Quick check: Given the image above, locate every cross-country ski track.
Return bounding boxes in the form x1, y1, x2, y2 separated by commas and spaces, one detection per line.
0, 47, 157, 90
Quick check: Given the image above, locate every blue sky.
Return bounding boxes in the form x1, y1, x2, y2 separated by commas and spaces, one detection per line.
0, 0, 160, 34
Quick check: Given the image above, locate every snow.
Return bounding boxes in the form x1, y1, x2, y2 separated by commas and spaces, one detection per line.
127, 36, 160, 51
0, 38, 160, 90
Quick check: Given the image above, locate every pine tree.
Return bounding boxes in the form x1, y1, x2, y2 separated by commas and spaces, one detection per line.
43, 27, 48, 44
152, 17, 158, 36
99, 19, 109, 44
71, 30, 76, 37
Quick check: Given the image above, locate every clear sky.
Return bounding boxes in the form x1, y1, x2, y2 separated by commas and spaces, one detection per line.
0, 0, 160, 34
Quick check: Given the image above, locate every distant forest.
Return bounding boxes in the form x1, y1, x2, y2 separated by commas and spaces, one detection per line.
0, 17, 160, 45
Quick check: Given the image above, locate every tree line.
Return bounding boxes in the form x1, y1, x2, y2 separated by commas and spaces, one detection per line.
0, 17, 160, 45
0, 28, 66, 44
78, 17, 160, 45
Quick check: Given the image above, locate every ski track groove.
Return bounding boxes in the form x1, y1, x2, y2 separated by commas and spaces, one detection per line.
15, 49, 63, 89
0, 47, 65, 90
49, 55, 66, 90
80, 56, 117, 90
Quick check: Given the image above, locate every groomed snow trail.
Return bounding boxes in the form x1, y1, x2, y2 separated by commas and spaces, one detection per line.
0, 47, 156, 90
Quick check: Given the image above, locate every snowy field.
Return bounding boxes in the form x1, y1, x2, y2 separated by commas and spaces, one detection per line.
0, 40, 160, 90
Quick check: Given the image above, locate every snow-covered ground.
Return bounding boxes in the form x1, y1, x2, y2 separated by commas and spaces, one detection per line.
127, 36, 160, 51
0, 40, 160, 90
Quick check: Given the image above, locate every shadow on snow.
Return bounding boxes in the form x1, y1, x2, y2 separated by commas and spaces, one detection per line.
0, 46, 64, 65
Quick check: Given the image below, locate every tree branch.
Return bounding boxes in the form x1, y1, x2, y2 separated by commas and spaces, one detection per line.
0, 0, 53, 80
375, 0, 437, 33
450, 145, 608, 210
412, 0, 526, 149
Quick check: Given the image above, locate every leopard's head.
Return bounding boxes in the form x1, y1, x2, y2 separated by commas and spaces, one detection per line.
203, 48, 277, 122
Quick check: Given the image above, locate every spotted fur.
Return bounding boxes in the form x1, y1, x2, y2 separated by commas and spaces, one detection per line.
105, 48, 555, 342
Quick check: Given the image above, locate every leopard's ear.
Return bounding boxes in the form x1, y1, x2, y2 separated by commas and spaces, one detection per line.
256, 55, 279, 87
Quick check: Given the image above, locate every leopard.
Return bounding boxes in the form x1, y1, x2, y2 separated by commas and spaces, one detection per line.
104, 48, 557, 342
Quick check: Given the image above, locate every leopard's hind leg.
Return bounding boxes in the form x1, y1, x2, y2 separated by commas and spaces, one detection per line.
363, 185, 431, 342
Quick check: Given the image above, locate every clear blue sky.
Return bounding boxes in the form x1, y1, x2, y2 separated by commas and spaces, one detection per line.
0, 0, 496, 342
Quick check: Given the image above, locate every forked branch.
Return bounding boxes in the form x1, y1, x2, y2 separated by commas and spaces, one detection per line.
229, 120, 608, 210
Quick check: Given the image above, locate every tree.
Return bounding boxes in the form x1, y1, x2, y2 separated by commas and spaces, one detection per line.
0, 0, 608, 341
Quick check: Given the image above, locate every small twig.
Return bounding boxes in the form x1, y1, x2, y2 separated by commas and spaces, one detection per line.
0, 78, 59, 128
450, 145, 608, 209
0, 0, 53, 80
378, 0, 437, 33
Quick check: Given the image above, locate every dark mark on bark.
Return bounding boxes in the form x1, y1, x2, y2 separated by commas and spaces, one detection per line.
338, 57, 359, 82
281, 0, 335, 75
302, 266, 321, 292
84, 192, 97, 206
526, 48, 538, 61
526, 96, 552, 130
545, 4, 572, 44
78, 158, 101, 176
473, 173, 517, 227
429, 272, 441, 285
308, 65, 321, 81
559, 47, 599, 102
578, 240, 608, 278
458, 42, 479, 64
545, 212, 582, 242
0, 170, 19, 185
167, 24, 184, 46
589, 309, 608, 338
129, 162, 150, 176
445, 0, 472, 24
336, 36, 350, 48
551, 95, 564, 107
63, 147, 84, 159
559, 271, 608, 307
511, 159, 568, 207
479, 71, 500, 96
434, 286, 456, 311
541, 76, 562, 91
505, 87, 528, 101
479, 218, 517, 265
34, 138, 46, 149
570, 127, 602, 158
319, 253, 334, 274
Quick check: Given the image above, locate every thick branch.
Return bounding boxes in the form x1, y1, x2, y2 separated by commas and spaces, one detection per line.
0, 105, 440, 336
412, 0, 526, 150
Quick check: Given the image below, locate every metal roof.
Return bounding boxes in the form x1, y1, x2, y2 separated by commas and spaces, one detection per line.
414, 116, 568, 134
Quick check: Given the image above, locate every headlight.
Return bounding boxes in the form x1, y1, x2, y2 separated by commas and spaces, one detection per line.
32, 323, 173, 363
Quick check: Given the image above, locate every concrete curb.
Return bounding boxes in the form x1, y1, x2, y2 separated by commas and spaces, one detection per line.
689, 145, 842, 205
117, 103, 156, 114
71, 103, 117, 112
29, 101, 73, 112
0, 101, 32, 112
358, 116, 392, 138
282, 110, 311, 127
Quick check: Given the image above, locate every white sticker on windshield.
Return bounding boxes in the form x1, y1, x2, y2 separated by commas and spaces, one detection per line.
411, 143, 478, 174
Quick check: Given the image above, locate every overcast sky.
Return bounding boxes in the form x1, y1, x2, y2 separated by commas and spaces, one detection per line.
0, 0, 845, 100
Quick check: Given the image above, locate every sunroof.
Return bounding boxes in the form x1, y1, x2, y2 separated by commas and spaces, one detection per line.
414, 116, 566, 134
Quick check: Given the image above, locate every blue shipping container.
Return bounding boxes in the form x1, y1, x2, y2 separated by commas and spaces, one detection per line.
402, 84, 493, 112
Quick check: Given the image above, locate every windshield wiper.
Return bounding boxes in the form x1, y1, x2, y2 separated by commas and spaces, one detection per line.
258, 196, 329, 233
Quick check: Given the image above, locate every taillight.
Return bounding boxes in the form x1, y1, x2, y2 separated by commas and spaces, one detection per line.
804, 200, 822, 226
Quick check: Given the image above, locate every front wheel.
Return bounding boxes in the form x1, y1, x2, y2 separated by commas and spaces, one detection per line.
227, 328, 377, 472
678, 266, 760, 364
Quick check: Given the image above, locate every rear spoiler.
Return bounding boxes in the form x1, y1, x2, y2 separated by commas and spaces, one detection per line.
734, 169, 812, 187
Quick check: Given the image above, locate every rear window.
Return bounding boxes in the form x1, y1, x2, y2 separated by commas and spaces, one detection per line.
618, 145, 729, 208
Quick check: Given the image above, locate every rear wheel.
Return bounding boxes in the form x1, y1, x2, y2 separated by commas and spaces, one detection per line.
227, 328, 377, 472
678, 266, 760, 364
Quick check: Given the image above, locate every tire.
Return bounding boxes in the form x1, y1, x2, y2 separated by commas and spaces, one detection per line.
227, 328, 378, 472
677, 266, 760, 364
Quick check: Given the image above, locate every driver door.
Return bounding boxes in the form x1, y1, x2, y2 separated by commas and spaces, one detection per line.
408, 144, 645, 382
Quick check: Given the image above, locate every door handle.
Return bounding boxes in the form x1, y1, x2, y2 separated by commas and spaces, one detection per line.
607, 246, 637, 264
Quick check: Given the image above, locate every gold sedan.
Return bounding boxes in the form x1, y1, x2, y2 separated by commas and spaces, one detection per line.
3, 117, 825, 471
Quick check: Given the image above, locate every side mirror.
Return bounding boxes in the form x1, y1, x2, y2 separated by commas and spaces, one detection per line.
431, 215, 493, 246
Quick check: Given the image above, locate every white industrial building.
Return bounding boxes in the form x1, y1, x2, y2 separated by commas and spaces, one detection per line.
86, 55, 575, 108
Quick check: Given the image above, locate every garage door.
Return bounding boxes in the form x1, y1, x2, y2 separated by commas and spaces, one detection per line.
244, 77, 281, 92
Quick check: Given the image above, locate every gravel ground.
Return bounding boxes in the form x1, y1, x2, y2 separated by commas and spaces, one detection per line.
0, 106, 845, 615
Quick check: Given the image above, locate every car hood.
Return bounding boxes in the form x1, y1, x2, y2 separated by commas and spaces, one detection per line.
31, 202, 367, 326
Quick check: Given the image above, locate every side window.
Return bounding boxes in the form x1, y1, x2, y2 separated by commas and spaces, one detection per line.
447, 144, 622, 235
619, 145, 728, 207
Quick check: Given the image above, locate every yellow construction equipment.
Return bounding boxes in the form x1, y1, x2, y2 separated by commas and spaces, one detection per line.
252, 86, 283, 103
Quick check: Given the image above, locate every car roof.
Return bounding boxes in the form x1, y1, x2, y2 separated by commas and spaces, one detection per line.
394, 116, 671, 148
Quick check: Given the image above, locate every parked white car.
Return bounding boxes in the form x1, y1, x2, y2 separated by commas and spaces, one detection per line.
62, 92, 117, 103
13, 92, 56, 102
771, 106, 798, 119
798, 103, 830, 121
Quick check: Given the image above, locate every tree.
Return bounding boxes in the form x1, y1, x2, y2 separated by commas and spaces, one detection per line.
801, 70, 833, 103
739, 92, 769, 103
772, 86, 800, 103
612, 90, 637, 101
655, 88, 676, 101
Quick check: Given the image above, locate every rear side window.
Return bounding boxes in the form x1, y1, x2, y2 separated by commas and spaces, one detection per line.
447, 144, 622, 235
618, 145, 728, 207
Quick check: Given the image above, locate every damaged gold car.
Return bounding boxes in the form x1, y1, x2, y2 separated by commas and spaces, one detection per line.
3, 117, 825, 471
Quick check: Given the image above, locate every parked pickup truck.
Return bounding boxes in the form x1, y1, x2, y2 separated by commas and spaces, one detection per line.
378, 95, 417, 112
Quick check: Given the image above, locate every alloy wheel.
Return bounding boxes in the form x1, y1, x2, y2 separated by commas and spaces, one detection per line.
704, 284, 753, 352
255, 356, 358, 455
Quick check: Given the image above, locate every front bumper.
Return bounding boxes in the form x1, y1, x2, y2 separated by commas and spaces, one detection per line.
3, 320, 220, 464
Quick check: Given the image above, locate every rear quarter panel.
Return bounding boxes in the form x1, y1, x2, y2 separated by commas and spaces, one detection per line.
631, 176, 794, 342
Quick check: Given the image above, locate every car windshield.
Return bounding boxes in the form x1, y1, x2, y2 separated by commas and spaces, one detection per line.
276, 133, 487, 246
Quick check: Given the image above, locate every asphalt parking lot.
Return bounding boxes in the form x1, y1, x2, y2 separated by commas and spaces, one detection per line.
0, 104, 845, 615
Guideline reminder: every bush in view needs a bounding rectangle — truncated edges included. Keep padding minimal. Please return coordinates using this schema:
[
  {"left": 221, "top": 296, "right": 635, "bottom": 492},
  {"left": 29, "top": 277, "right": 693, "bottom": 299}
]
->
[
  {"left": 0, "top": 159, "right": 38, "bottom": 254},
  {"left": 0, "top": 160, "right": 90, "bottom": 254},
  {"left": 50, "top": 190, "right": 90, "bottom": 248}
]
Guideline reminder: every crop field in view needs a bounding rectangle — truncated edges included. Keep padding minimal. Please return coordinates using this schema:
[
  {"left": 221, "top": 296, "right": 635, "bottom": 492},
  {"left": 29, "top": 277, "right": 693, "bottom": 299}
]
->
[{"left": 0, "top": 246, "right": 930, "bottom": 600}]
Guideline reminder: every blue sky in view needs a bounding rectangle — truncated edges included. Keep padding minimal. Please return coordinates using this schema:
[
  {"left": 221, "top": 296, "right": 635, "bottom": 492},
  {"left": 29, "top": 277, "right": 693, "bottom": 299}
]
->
• • • •
• Required task: Could you put the data beginning at the line that has "Quick check: Given the image above, locate every leopard's ear." and ending after the line that has "0, 0, 496, 342" into a two-column CSV with the headers text and answer? Each row should hold one text and its answer, with every field quoted and any line breaks turned into spaces.

• Expected answer:
text,answer
"Quick check: Given the image above, locate every leopard's ear. Return bounding boxes in the form x1, y1, x2, y2 separated by commas and spaces, one detection per line.","256, 55, 279, 87"
"Quick check: Given the image above, locate every leopard. Return bounding boxes in the form x1, y1, x2, y2 separated by commas and spaces, one detection per line.","104, 48, 557, 342"
"Quick check: Given the image above, locate every leopard's hind leg. Return bounding boxes in the form x1, y1, x2, y2 separated by commas and spaces, one detection per line.","363, 185, 431, 342"
"Quick check: Given the image above, locate every clear blue sky. Return bounding boxes in the form x1, y1, x2, y2 separated by commas and spaces, one detection per line.","0, 0, 496, 342"